● **TASK DIRECTIONS**: When a line in the entries contains the word "instance", copy that line in full.

● **PROVIDED RECORDS**:
=== Begin Enclosure ===

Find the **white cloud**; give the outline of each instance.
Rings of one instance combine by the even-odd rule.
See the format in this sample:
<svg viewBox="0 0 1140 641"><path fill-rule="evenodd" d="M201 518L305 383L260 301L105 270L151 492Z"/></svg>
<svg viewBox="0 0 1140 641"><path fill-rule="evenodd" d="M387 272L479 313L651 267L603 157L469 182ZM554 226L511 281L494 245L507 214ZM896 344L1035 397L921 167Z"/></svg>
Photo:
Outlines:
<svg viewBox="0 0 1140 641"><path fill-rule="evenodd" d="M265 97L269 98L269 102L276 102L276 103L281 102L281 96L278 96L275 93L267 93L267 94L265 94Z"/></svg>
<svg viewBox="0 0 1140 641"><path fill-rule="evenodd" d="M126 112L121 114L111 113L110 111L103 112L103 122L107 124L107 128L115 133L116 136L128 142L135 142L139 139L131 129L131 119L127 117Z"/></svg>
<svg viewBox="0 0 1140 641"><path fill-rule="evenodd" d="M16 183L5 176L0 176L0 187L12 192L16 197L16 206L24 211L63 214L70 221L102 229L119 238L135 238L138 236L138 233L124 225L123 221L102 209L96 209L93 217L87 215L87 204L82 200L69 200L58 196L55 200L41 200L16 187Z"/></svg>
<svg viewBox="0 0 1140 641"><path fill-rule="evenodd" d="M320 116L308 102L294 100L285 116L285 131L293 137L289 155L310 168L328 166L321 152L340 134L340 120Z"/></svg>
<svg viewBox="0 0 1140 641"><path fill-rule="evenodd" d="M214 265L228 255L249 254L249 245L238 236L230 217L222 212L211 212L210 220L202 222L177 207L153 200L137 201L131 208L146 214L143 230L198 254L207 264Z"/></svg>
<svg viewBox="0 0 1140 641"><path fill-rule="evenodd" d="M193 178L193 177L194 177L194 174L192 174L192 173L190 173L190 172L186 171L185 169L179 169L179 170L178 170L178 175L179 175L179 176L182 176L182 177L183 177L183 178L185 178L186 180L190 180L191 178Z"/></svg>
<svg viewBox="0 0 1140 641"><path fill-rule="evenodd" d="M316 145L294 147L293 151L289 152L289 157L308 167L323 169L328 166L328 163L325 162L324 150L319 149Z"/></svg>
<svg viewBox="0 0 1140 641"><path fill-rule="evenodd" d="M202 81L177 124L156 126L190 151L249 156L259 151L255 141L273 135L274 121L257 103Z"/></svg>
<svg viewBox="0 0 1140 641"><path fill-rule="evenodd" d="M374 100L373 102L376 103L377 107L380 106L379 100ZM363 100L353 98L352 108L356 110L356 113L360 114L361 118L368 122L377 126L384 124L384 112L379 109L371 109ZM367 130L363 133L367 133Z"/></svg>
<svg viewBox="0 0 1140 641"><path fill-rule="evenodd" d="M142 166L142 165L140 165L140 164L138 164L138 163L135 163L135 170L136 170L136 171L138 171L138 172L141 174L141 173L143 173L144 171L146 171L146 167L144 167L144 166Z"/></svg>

=== End Enclosure ===

● **WRITTEN REPLY**:
Find the **white cloud**; give the outline of each instance.
Rings of one instance combine by the even-odd rule.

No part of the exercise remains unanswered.